Records to process
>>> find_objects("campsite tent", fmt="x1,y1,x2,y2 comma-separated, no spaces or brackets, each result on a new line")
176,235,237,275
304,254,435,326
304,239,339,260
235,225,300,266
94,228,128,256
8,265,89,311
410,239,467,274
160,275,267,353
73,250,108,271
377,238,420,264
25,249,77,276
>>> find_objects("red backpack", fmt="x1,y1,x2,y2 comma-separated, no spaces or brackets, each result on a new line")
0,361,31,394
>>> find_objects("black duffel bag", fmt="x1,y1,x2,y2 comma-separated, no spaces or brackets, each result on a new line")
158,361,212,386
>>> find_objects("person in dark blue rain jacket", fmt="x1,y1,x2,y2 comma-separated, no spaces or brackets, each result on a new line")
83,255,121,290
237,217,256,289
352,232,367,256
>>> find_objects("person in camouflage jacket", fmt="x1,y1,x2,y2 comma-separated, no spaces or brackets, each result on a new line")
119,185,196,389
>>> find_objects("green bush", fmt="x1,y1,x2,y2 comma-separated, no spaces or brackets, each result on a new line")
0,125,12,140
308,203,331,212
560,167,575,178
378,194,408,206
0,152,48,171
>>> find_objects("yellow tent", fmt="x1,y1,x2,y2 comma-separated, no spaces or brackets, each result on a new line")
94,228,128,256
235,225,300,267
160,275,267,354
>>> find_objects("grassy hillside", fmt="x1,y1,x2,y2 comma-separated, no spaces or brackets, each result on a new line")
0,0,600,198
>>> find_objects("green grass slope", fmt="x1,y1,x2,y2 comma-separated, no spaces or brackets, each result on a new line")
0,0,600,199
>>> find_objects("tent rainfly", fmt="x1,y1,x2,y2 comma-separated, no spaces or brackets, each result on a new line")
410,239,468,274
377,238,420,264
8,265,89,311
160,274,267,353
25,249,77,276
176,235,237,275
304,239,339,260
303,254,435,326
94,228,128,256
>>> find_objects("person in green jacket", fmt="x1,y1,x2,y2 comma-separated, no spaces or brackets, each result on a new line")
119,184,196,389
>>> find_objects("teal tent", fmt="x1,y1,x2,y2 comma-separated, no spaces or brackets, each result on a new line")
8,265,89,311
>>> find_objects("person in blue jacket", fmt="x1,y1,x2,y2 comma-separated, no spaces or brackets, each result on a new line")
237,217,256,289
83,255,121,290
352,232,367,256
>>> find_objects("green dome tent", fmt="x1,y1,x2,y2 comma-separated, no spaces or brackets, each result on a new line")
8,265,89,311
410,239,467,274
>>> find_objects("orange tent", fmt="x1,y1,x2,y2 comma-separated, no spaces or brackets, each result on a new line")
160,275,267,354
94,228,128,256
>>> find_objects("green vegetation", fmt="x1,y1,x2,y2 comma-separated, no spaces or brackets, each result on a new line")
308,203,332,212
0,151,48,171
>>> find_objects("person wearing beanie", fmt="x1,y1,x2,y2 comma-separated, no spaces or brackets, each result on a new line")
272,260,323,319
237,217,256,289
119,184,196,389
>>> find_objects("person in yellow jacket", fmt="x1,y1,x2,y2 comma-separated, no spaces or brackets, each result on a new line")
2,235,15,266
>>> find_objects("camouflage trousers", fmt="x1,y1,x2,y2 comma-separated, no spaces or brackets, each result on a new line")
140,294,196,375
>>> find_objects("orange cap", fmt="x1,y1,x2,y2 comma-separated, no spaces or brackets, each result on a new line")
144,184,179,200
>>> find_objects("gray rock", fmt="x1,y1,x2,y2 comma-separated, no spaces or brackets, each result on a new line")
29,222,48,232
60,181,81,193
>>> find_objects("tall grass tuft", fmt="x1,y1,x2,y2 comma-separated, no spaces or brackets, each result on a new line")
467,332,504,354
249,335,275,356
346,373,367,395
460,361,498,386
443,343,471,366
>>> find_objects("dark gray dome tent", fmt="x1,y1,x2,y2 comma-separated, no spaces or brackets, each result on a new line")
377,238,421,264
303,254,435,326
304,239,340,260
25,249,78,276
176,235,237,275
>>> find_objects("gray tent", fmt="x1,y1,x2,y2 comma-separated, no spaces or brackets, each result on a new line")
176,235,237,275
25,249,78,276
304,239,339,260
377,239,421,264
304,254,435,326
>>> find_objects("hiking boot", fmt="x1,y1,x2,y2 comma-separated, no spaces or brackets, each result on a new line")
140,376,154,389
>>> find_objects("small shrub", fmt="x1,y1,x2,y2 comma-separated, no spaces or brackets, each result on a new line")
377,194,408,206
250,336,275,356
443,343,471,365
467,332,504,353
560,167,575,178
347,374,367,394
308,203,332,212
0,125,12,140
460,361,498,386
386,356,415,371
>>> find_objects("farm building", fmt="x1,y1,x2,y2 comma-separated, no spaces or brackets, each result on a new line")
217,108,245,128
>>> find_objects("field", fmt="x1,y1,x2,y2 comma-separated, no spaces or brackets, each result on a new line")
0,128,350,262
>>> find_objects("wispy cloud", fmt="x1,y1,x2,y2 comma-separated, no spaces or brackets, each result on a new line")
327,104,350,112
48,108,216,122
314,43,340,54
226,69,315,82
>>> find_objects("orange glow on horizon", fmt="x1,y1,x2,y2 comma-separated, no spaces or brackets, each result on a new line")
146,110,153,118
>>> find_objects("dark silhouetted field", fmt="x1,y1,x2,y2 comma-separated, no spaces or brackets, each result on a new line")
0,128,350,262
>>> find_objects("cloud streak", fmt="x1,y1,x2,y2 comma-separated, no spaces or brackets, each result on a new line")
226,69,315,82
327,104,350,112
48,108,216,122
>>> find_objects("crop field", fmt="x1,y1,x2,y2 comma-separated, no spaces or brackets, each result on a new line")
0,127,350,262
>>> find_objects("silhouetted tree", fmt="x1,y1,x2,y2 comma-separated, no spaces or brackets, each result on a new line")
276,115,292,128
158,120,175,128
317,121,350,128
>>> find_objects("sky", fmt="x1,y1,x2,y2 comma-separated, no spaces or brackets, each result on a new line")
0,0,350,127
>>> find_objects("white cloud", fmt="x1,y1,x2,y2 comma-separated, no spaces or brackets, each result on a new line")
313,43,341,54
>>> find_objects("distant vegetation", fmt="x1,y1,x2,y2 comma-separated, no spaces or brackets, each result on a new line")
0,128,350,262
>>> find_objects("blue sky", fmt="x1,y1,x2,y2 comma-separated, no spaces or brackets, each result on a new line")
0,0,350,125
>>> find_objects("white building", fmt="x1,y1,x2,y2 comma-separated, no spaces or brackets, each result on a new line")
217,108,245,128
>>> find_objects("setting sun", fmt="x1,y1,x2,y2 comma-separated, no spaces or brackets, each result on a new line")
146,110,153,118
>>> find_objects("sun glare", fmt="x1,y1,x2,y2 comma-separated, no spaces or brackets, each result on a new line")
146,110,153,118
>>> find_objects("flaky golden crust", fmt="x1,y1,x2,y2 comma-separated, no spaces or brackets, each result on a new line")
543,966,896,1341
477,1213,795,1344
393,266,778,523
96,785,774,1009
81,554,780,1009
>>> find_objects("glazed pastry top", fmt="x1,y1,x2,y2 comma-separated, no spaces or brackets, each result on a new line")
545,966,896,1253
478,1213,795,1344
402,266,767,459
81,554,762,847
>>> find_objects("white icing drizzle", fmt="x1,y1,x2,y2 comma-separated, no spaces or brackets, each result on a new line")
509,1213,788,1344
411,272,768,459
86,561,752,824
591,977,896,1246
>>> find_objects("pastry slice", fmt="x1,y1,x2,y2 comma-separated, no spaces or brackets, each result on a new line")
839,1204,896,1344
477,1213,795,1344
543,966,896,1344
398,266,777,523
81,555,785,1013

Exercise
Print every line of the listing above again, unchanged and in the same order.

Task solution
>>> find_objects("campsite tent", fmt="x1,y1,x2,y2 comma-separated, no spaces or brackets, each result on a new line")
176,235,237,275
304,254,435,326
304,239,339,260
235,225,300,266
94,228,128,256
8,265,89,311
410,239,467,274
160,275,267,353
73,250,108,271
377,238,420,264
25,249,77,276
>>> find_objects("red backpack", fmt="x1,y1,x2,y2 comma-separated, no spaces or brackets, each result on a new line")
0,361,31,394
>>> find_objects("black duffel bag", fmt="x1,y1,x2,y2 comma-separated, no spaces or brackets, each result on a new line")
158,361,212,386
>>> find_objects("person in dark blue rain jacket", fmt="x1,y1,x2,y2 comma-separated, no spaces or brackets, each result on a new line")
83,255,121,290
237,217,256,289
352,232,367,256
>>> find_objects("person in camouflage jacket", fmt="x1,y1,x2,y2 comma-separated, no spaces or brackets, each result on a new line")
119,185,196,389
>>> find_objects("green bush", fmt="x1,y1,x2,y2 comma-separated, no spaces or brackets, each result on a new line")
0,125,12,140
308,203,331,212
560,167,575,178
378,194,408,206
0,152,48,171
>>> find_objects("yellow tent", fmt="x1,y1,x2,y2 comma-separated, no spaces or brackets, each result on a new line")
94,228,128,256
235,225,300,267
160,275,267,354
>>> find_objects("grassy hillside", fmt="x1,y1,x2,y2 comma-separated, no spaces or brackets, each result on a new line")
0,0,600,198
>>> find_objects("green grass slope", fmt="x1,y1,x2,y2 comma-separated, no spaces or brackets, each result on a new line")
0,0,600,199
>>> find_objects("tent rainfly", fmt="x1,y1,x2,y2 comma-separated, no spaces or brackets, each result on a new line")
410,239,468,274
377,238,420,264
8,265,89,311
160,274,267,353
25,249,77,276
176,235,237,275
304,239,339,260
303,254,435,326
94,228,128,256
>>> find_objects("person in green jacket", fmt="x1,y1,x2,y2 comma-separated, no spaces or brackets, each result on a new line")
119,184,196,389
>>> find_objects("teal tent", fmt="x1,y1,x2,y2 comma-separated, no spaces or brackets, each result on a new line")
8,265,89,311
>>> find_objects("person in blue jacket", fmt="x1,y1,x2,y2 comma-separated, no spaces or brackets, each result on a new line")
237,217,256,289
83,255,121,290
352,232,367,256
>>> find_objects("green dome tent", fmt="x1,y1,x2,y2 comma-separated, no spaces or brackets, each result on a new line")
8,265,89,311
410,239,467,274
>>> find_objects("orange tent", fmt="x1,y1,x2,y2 comma-separated, no spaces or brackets, each result on a new line")
160,275,267,354
94,228,128,256
>>> find_objects("green vegetation", fmt="x1,y1,x2,y2 comma-separated, no spaces or brackets, each result on a new line")
308,203,332,212
0,151,48,171
>>> find_objects("person wearing beanie", fmt="x1,y1,x2,y2 comma-separated, no spaces or brackets, each result on a new line")
272,260,323,319
237,217,256,289
119,184,196,389
>>> find_objects("person in yellow jacket", fmt="x1,y1,x2,y2 comma-separated, no spaces or brackets, each result on a new line")
2,235,15,266
>>> find_objects("camouflage trousers", fmt="x1,y1,x2,y2 comma-separated, no spaces or brackets, each result on a new line")
140,294,196,375
>>> find_objects("orange cap", fmt="x1,y1,x2,y2 comma-separated, no spaces or brackets, each result on a new line")
144,184,179,200
>>> find_objects("gray rock", fmt="x1,y1,x2,y2 comma-separated, no spaces or brackets, each result on a new line")
29,222,48,232
60,181,81,193
>>> find_objects("tall grass tuft", fmt="x1,y1,x2,y2 comma-separated, no spaces or brackets, each result on a new line")
467,332,504,354
249,335,275,356
346,373,367,395
460,361,498,386
443,343,471,366
>>> find_objects("dark gray dome tent", fmt="x1,y1,x2,y2 comma-separated, no spaces or brackets, each result on a new line")
377,238,421,264
303,254,435,326
304,239,340,260
25,249,78,276
176,235,237,275
>>> find_objects("gray tent", fmt="x1,y1,x2,y2 comma-separated, no spaces or brackets, each result on a new line")
176,235,237,275
25,249,78,276
304,239,339,260
377,239,421,264
304,254,435,326
>>> find_objects("hiking boot", fmt="x1,y1,x2,y2 comma-separated, no spaces or brackets, each result on a new line")
140,376,154,389
>>> find_objects("small shrub", fmt="x1,y1,x2,y2 comma-separated, no spaces or brackets, each result on a new line")
377,194,408,206
250,336,275,356
443,343,471,365
467,332,504,353
560,167,575,178
347,374,367,394
308,203,332,212
0,125,12,140
460,361,498,386
386,356,415,371
>>> find_objects("farm building", fmt="x1,y1,x2,y2 comma-separated, no spaces or brackets, each result on a new line")
217,108,245,128
>>> find_objects("field", fmt="x1,y1,x2,y2 comma-separated, no spaces or brackets, each result on a new line")
0,128,350,262
>>> find_objects("wispy cloud", fmt="x1,y1,x2,y2 comma-separated, no spaces or brackets, each result on a new line")
327,104,350,112
48,108,216,122
314,43,340,54
226,69,315,82
>>> find_objects("orange glow on horizon", fmt="x1,y1,x2,y2 comma-separated, no spaces or brackets, each result on a new line")
146,110,153,118
>>> find_objects("dark silhouetted field", fmt="x1,y1,x2,y2 comma-separated, no spaces or brackets, each result on a new line")
0,128,350,262
>>> find_objects("cloud streak", fmt="x1,y1,x2,y2 comma-separated, no spaces or brackets, each result on a new line")
226,69,315,82
327,104,350,112
48,108,216,122
>>> find_objects("crop field", fmt="x1,y1,x2,y2 comma-separated, no spaces or brackets, each result on a new line")
0,127,350,262
>>> find_objects("silhouetted tree", fmt="x1,y1,x2,y2 comma-separated, no spaces or brackets, each result on a new line")
276,115,292,128
158,120,175,128
317,121,350,128
>>> find_objects("sky", fmt="x1,y1,x2,y2 comma-separated, no spaces or brackets, each result on a new line")
0,0,350,127
>>> find_objects("white cloud", fmt="x1,y1,x2,y2 comma-separated, no spaces or brackets, each result on a new line")
313,43,341,54
>>> find_objects("distant vegetation", fmt="x1,y1,x2,y2 comma-separated, no spaces or brackets, each result on a new line")
0,128,350,262
>>> find_objects("blue sky", fmt="x1,y1,x2,y2 comma-separated, no spaces or brackets, each result on a new line")
0,0,350,125
>>> find_objects("white building", fmt="x1,y1,x2,y2 comma-separated, no spaces or brackets, each result on a new line")
217,108,245,128
>>> find_objects("setting sun", fmt="x1,y1,x2,y2 comma-separated, no spaces or brackets, each result on a new line")
146,110,153,118
>>> find_objects("sun glare", fmt="x1,y1,x2,y2 comma-separated, no spaces or brackets, each result on a new line")
146,110,153,118
>>> find_objects("flaky golden crust", fmt="x1,y1,x2,y2 comma-separated, no spaces or brackets, each result on a new line")
543,966,896,1341
477,1213,795,1344
393,266,778,523
96,785,774,1009
81,554,780,1009
>>> find_objects("glazed pastry top", fmt="x1,y1,x2,y2 comma-separated, no spaces or brackets, each result on a new line")
545,966,896,1253
478,1213,795,1344
402,266,767,459
81,554,762,847
>>> find_objects("white icing drizzle", fmt="x1,y1,x2,y2 comma-separated, no spaces or brackets, each result on a new line")
509,1213,788,1344
411,272,768,459
86,561,752,824
591,977,896,1246
>>> find_objects("pastry slice", fmt="x1,y1,x2,y2 comma-separated, no spaces or brackets, each result on a new line")
839,1204,896,1344
477,1213,795,1344
543,966,896,1344
398,266,777,523
81,555,785,1013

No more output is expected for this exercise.